• TASK OBJECTIVE:
In the psionic powers rules, how would the paragraph beginning "Double Pain (PM, Devotion, Fair" read as a short list that keeps its main facts?

For injuries, one wound can be healed by one level in one minute for 10 PSP. The power can be maintained to fully heal severe wounds, at 10 PSPs per minute per level.

If the activation roll is -4, then the psionicist suffers feedback damage equal to the injury being healed. The feedback wound cannot be healed by cell adjustment.

Chameleon Power (PM, Devotion, Mediocre, 6+3/minute, p. 58) Time unit is minutes.

Observers make a contest of skills between Perception attribute and chameleon power activation roll. Psionicist gets +1 if not moving and -2 if against unnatural background.

Chemical Simulation (PM, Devotion, Fair, 6+3/r, p. 58) As a weapon, gives a damage bonus of +1. Items resist the activation roll with their acid resistance attribute.

Complete Healing (PM,  Science, Mediocre, 30 PSP, p. 50) The 24 hour trance is only broken if the psionicist suffers a Hurt or worse. If the activation roll fails, then the trance lasts one hour, costs 5 PSP, and heals nothing.

Detonate (PK, Science, Fair, 18 PSP, p. 38) Slays skeleton and zombie targets. Fraction destroyed is relative degree divided by three: Good=33%, Great=66%, Superb=100%. The explosion does 4+4dF damage to anyone within a ten-foot radius.

Double Pain (PM, Devotion, Fair, 7 PSP, p. 59) The victim may resist the activation roll with Willpower or a similar attribute, but with a -2 penalty. If affected, the effect lasts 10 combat rounds (one minute). During this time, the victim's Damage Capacity (Constitution) attribute is lowered by three levels. Keep track of exactly how much damage causes each injury during this time. After the effect wears off, all wounds suffered with the -3 penalty become 3 points less severe. If the victim was Incapacitated or Near Death because of the penalty, she wakes up 1 to 10 minutes later.

Example: Joe is slapped with double pain. Then he gets hit on the head with a club. Normally the attack would do 4 damage, Hurting him. With his lowered pain threshold, this is bumped up to 7 damage, so he feels Incapacitated. The GM rules he passes out in shock. A minute later the power wears off, and the wound drops back down to 4 damage, or a Hurt. But since he passed out, he won't wake up for another 5 minutes or so.

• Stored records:
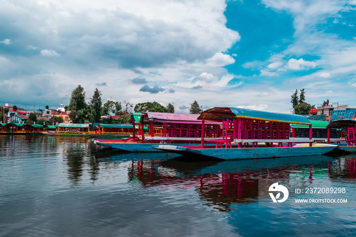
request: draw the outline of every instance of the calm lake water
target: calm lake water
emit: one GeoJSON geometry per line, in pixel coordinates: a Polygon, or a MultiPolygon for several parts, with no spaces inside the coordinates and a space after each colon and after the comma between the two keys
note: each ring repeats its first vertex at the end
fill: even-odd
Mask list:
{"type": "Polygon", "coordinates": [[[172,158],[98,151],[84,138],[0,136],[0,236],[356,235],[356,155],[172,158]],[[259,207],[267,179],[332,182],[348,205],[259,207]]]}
--
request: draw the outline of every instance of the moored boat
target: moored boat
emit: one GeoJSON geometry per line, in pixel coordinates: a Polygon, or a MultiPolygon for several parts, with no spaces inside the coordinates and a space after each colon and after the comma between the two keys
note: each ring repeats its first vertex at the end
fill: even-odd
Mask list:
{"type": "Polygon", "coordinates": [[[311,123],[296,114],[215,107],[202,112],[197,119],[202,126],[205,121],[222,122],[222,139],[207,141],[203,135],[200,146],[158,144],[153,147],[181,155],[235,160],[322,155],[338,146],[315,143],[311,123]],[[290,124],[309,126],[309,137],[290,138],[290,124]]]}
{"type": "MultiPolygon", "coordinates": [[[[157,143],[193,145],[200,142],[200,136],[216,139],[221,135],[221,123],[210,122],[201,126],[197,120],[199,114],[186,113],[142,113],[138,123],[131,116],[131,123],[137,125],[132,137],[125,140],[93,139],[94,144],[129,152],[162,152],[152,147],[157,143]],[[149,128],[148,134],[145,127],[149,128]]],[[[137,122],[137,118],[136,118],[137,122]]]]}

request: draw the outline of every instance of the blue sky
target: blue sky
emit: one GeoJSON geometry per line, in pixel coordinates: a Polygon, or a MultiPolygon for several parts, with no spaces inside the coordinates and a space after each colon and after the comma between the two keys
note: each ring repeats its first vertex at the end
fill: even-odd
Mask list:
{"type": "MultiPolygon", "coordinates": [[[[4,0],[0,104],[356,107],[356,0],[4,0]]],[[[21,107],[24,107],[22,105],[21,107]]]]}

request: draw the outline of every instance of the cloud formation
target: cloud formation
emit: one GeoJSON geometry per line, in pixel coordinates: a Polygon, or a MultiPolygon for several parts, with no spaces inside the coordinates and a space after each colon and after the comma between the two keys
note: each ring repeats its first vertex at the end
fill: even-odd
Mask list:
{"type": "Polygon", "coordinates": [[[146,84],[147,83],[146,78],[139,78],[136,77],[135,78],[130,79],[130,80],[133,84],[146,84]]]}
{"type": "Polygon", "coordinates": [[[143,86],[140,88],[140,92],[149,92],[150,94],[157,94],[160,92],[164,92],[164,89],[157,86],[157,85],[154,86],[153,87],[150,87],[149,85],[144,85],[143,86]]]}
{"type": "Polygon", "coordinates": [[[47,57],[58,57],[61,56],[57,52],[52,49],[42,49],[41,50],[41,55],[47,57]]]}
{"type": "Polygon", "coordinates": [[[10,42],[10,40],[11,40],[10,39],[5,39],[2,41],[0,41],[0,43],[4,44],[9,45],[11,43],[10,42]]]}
--
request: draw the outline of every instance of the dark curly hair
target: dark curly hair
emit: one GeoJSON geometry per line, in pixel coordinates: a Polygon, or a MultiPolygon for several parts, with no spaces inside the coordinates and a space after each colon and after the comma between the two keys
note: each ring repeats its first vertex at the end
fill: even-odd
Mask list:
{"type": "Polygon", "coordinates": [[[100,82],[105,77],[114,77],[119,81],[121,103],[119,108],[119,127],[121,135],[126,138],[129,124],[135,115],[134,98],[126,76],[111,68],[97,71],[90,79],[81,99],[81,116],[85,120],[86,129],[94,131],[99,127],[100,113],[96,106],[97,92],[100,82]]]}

• TASK RESPONSE:
- Double Pain: PM, Devotion, Fair, 7 PSP, p. 59.
- The victim may resist the activation roll with Willpower or a similar attribute, at -2.
- If affected, the effect lasts 10 combat rounds (one minute).
- During that time, the victim's Damage Capacity (Constitution) drops by three levels. Track exactly how much damage causes each injury.
- When the effect ends, wounds taken with the -3 penalty become 3 points less severe.
- A victim who was Incapacitated or Near Death because of the penalty wakes up 1 to 10 minutes later.